## START
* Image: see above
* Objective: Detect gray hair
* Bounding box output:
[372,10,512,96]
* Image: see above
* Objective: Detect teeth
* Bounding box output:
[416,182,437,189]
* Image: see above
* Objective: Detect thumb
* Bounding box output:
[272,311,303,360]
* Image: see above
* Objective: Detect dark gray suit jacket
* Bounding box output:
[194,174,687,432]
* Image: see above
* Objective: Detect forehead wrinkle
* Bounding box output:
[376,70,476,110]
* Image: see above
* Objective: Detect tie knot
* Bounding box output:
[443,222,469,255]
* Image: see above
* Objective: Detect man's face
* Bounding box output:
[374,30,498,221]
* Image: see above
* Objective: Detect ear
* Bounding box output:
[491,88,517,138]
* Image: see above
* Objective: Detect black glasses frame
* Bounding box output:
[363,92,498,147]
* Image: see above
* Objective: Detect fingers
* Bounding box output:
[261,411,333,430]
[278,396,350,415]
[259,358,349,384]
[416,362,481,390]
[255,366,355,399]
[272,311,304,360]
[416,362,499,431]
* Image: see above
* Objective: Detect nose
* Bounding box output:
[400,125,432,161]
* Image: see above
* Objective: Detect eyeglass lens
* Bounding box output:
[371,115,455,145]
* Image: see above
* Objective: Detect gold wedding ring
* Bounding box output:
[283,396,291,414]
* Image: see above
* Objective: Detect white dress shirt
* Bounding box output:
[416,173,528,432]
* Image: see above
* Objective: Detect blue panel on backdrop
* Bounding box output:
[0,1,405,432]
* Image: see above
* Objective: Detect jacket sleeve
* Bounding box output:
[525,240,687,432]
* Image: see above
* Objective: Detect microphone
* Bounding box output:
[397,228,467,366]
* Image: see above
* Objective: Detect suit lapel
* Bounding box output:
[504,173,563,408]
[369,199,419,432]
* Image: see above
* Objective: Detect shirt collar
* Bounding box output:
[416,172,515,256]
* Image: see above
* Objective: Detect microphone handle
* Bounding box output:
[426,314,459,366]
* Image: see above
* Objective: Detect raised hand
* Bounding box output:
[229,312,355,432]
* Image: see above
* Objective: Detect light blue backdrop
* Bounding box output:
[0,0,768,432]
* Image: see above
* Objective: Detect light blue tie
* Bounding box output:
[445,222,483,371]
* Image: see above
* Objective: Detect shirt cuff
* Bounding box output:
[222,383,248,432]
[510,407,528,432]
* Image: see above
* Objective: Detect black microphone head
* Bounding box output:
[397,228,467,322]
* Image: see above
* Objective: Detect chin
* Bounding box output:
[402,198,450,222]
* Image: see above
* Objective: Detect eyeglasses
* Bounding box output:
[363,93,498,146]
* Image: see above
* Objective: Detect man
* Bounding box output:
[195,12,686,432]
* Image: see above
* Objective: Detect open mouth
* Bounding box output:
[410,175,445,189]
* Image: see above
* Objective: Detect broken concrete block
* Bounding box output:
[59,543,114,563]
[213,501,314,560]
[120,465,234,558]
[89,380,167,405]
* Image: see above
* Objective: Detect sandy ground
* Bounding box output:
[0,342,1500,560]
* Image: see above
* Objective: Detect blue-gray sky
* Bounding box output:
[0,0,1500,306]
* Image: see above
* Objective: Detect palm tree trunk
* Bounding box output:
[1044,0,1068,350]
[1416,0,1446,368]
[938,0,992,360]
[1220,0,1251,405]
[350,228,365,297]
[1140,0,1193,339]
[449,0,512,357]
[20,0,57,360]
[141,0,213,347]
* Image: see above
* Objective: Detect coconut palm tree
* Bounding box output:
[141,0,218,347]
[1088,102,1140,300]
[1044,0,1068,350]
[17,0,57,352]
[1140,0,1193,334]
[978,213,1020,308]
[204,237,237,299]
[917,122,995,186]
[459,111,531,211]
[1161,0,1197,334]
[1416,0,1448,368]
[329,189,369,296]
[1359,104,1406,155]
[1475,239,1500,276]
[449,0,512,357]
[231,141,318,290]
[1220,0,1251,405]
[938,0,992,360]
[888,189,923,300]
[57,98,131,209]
## END
## START
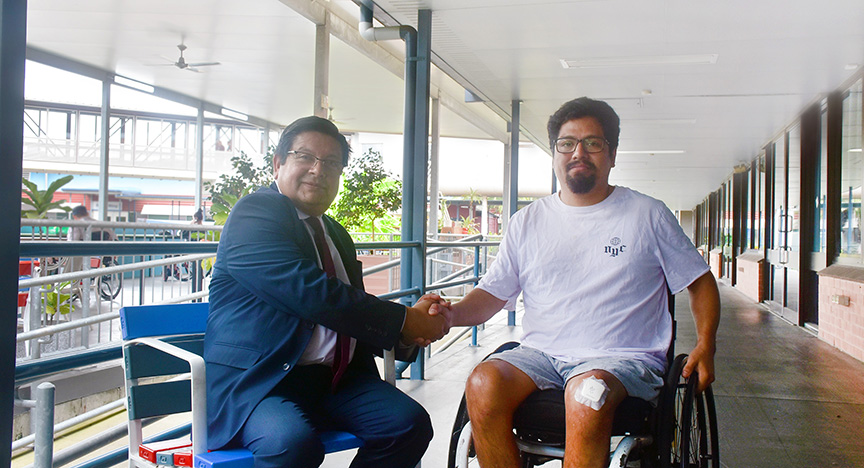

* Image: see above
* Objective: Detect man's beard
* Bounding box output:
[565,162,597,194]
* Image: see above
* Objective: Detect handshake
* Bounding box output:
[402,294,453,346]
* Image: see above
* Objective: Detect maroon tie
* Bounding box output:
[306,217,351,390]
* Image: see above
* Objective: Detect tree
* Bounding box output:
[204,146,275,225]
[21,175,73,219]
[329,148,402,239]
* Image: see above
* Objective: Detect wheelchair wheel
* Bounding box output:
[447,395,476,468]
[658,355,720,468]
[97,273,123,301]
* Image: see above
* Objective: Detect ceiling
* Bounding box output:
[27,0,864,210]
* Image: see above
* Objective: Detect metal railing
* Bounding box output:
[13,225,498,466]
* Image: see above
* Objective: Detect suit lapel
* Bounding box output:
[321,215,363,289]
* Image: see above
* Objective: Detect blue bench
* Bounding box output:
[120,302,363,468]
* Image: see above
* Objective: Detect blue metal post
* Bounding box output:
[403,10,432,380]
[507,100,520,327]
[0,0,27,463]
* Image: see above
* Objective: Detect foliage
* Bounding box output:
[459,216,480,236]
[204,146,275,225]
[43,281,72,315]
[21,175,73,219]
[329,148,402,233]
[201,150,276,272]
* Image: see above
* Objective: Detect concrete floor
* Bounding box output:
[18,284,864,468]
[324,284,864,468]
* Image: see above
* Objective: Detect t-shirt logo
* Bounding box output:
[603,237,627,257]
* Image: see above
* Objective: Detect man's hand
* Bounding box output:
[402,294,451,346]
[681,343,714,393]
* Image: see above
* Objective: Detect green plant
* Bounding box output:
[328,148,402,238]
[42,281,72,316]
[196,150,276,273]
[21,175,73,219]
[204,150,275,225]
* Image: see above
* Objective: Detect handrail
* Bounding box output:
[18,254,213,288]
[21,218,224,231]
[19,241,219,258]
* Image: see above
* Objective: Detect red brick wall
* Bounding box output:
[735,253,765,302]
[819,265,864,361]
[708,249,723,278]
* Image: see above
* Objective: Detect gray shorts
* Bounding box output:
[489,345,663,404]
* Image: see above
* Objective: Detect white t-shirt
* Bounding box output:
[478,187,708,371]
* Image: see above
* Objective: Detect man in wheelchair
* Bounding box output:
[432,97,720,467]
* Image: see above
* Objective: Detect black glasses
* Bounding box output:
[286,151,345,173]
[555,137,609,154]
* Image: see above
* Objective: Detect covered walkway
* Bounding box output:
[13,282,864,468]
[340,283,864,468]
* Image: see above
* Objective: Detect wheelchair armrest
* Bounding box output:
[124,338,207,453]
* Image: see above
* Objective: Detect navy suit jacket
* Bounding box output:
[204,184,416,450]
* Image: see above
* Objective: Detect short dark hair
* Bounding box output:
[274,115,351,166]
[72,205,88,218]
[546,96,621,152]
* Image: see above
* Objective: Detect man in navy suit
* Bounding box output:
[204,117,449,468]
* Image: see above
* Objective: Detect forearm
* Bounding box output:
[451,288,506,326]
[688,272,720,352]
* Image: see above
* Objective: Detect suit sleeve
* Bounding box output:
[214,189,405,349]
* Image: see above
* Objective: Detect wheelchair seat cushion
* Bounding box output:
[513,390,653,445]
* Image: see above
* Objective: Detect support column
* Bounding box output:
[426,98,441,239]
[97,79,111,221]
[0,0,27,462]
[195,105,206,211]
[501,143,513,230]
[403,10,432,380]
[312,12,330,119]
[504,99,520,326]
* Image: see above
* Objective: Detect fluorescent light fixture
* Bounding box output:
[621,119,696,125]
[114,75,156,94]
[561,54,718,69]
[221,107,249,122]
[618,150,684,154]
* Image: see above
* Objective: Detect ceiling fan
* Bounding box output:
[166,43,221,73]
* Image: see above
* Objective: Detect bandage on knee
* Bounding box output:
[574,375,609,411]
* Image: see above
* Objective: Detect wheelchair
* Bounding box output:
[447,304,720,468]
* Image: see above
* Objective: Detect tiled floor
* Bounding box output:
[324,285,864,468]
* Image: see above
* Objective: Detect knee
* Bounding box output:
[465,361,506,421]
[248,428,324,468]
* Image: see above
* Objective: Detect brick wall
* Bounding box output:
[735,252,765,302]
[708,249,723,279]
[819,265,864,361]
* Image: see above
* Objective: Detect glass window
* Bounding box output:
## END
* _SET TASK_
List every line of the material above that contains the string "ceiling", counting only matches with the same capitalization.

* _EXERCISE RESPONSE_
* Objective: Detect ceiling
* Objective: Detect ceiling fan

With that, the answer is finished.